Reproduce the lines of the listing from the one containing "find work glove" through the end of the listing, substituting "leather glove" for "work glove" and leaving everything else unchanged. Omit the pictures from your answer.

►

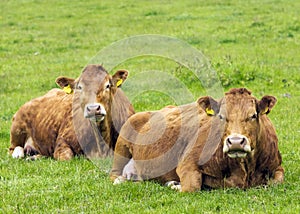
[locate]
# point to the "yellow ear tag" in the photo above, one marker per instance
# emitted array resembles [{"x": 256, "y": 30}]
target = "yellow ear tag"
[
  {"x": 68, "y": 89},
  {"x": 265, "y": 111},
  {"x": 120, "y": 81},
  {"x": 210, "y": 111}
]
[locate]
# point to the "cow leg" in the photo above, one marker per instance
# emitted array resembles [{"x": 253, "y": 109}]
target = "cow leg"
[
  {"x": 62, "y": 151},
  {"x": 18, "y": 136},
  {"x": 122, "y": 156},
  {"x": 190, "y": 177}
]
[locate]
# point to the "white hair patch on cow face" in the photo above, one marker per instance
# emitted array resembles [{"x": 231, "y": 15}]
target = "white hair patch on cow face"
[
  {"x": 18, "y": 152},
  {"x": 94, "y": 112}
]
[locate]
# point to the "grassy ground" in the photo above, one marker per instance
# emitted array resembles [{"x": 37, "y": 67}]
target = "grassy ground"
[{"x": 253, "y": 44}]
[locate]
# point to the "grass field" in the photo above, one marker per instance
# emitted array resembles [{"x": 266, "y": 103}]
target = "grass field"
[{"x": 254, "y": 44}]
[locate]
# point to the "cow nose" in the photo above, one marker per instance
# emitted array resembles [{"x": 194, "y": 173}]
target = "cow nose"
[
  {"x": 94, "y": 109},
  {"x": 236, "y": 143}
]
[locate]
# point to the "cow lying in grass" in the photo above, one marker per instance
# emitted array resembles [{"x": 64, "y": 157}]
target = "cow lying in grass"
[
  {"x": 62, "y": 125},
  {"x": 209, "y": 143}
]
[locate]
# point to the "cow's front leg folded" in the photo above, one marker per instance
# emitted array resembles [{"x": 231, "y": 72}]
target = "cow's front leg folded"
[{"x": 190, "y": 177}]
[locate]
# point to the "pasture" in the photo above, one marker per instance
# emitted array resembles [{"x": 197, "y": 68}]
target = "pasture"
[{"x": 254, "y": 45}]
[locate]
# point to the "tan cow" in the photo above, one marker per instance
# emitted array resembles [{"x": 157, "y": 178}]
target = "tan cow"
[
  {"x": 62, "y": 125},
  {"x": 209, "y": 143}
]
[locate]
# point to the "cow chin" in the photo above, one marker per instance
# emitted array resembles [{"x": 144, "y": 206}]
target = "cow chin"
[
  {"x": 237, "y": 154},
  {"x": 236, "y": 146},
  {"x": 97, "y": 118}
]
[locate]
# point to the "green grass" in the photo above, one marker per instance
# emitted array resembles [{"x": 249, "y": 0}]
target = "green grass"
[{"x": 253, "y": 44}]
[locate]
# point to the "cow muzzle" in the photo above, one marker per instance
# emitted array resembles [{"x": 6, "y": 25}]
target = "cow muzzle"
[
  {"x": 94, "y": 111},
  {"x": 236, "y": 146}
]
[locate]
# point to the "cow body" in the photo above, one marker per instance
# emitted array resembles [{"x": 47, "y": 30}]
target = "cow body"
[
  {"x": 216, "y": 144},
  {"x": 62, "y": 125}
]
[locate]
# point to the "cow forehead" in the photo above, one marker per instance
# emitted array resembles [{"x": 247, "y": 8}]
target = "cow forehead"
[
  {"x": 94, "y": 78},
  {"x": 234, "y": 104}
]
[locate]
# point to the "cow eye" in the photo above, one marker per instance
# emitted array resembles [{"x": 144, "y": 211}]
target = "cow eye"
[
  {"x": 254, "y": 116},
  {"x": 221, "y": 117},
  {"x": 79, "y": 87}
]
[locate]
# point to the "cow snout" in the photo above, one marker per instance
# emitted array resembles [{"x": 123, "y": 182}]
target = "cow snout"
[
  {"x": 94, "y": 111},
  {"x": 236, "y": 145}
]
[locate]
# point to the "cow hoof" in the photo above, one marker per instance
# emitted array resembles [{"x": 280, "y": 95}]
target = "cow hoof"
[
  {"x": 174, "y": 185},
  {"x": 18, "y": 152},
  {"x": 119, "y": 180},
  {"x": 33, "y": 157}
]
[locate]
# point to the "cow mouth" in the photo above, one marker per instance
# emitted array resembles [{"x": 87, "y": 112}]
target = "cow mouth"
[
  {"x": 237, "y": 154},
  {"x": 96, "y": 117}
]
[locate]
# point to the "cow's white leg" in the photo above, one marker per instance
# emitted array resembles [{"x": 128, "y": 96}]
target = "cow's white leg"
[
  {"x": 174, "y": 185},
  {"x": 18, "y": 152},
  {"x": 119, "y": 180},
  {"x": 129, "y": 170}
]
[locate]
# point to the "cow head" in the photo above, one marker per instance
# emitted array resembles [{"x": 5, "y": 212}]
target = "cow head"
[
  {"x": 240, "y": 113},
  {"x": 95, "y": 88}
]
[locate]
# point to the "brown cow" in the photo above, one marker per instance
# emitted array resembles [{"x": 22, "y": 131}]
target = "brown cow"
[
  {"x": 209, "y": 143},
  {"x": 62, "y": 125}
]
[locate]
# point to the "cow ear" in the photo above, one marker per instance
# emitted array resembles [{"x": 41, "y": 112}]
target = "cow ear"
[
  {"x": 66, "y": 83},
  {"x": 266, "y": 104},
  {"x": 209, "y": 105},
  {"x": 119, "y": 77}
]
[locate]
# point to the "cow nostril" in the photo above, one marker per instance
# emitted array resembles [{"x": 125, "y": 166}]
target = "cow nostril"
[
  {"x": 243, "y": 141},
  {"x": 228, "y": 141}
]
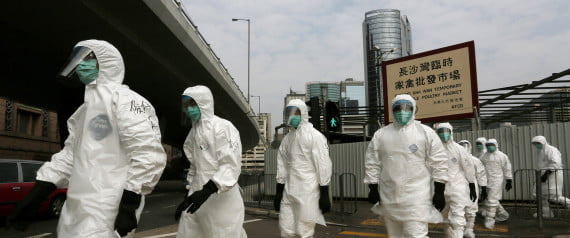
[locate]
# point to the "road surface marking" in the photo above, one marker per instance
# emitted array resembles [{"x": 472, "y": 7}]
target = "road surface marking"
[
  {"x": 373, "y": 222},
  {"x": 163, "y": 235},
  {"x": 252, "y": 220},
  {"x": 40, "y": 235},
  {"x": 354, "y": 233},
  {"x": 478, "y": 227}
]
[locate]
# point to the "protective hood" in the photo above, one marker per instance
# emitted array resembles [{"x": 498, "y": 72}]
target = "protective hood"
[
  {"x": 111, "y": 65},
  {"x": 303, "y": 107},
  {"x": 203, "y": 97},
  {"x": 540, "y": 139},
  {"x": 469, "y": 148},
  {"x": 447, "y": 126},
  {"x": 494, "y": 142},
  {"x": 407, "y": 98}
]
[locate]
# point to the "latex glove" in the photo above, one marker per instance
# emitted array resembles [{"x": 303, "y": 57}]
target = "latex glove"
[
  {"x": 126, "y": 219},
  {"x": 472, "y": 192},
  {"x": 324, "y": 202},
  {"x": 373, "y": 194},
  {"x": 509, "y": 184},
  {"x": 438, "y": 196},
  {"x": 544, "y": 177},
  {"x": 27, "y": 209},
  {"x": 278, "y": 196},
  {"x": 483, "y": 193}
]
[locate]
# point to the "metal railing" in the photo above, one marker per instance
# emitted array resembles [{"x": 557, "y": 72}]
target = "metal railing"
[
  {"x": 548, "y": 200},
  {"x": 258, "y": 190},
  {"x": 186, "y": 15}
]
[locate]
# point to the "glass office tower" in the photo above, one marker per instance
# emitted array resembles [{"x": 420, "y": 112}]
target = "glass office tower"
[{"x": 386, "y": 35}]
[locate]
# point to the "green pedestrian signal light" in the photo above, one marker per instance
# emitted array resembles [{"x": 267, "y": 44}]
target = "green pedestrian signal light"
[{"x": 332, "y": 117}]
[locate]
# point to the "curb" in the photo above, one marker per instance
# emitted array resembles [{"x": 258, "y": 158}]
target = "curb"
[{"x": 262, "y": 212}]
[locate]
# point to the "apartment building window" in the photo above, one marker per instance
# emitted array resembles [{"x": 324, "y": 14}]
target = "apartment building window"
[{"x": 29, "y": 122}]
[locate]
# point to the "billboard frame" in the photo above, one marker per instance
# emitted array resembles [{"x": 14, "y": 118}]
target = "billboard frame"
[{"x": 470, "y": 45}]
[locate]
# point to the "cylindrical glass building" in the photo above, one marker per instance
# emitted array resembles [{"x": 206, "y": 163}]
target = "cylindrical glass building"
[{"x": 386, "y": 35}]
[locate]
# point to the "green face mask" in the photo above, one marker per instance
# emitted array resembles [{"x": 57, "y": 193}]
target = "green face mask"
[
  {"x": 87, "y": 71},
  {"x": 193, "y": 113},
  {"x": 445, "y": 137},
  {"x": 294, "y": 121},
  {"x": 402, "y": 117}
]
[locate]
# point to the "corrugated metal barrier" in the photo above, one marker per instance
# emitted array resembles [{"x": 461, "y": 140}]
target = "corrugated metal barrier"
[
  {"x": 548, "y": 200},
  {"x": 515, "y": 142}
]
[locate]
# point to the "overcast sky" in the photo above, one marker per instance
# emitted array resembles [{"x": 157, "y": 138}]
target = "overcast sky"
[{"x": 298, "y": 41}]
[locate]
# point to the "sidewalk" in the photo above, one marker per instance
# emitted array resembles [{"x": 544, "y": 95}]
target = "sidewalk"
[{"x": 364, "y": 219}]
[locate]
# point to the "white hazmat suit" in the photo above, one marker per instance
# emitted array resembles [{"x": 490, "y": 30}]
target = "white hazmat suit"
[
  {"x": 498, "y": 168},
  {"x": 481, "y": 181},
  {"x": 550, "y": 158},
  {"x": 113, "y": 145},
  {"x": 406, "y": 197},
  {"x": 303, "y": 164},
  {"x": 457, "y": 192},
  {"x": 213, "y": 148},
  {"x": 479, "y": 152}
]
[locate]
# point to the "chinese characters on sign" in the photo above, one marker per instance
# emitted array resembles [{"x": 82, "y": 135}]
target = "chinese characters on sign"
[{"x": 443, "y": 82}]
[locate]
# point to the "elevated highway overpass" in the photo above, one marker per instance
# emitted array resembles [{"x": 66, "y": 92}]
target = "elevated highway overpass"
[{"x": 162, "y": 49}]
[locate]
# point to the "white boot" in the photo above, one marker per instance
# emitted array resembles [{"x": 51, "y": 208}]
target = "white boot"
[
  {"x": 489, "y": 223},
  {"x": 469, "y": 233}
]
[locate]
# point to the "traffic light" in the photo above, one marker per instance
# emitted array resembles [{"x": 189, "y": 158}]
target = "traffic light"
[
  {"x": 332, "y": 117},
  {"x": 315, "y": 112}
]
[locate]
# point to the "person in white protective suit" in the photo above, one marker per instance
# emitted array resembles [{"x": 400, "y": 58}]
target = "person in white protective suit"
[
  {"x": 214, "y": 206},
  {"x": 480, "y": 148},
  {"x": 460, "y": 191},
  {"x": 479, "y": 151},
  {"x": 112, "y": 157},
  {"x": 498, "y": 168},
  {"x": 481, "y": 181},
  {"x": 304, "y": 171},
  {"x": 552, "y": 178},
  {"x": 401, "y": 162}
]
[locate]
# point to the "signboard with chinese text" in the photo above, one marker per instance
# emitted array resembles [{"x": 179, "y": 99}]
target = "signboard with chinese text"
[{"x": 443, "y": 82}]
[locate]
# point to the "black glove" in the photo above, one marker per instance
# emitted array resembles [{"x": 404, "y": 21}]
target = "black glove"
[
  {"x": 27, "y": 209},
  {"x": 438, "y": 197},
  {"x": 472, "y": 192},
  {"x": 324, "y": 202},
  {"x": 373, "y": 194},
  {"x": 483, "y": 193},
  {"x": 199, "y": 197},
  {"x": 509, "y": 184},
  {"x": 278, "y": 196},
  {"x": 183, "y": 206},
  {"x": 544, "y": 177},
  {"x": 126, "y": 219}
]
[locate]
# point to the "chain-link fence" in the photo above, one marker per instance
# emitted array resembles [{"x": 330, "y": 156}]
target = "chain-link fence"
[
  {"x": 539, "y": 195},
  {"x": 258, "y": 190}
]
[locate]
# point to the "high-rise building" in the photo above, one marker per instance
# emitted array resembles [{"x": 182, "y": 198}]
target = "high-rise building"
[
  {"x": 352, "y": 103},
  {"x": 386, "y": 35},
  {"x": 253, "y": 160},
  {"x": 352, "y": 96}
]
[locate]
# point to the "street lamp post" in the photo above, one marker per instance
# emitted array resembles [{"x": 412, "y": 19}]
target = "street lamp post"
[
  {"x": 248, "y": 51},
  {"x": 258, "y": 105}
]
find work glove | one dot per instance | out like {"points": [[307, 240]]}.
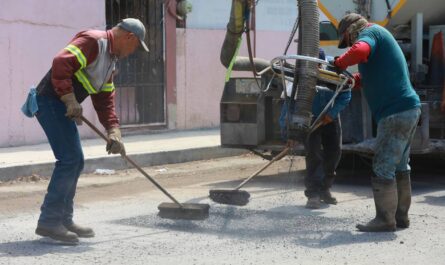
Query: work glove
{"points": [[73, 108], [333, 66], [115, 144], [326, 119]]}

◄

## Reply:
find leather glove | one dot per instance | out like {"points": [[307, 240]]}.
Query: leather glove
{"points": [[73, 108], [333, 66], [115, 144], [326, 119]]}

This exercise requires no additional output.